──────── TEXT FOR ANALYSIS

Seeing as the day was mostly gone, we had but time for one little excursion. We ventured to El Calvario, a giant church on a hill in the middle of town. The church itself isn't that interesting, but the Mayan shrines that line the stairway to the top and the graveyard with its half swallowed graves made the journey worth it. The view wasn't too bad either.

Coffee, Mayan Museums, and Nature Preserves

I forced Christie to agree to go on a tour of a local coffee co-op not because I really like coffee and not because I think it's kind of interesting to learn the history of coffee, but because the coffee tour also included a zip line and that I totally wanted to do. The tour began with a ride on the local microbus (think filled minivan with a little more room) to a small out of the way village that borders the western edge of Coban. The cooperative itself is called, Cooperativa Agricola Intergral Chicoj and includes a PeaceCorps volunteer from Arkansas named Winfrey as a member. Our tour was lead by a local girl that spoke clearly and concisely and told us about the wonders of coffee.

The coffee at Chicoj was originally brought be the Germans, who started the farm before leaving during World War II when they were quite popular anymore. The coffee is made in multiple stages starting from seeds in the grounds that bud into little green stalks that they call little soldiers. From there, the little soldiers are put into small pots until they're bigger and can be planted in the ground to form trees. There are multiple types of coffee trees that are planted at the co-op and then the fruits from the seeds are mixed together, cleaned, dried, roasted, and eventually made into coffee. There's a little more to it, but it would bore most of you to go into all the details.

────────────────

__ACTIONS TO TAKE__.
(1) According to the travel account, why did the narrator push Christie to go on the coffee co-op tour?
(2) In the travel account, what name is given to the little green stalks that bud from the coffee seeds?
The records after this travel account are separate material.

──────── SOURCE INFORMATION

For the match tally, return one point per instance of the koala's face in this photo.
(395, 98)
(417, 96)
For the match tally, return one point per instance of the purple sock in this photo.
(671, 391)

────────────────

__RESULTS__.
(1) The narrator wanted to go because the coffee tour included a zip line. It was not out of a love of coffee or interest in its history.

(2) They are called little soldiers.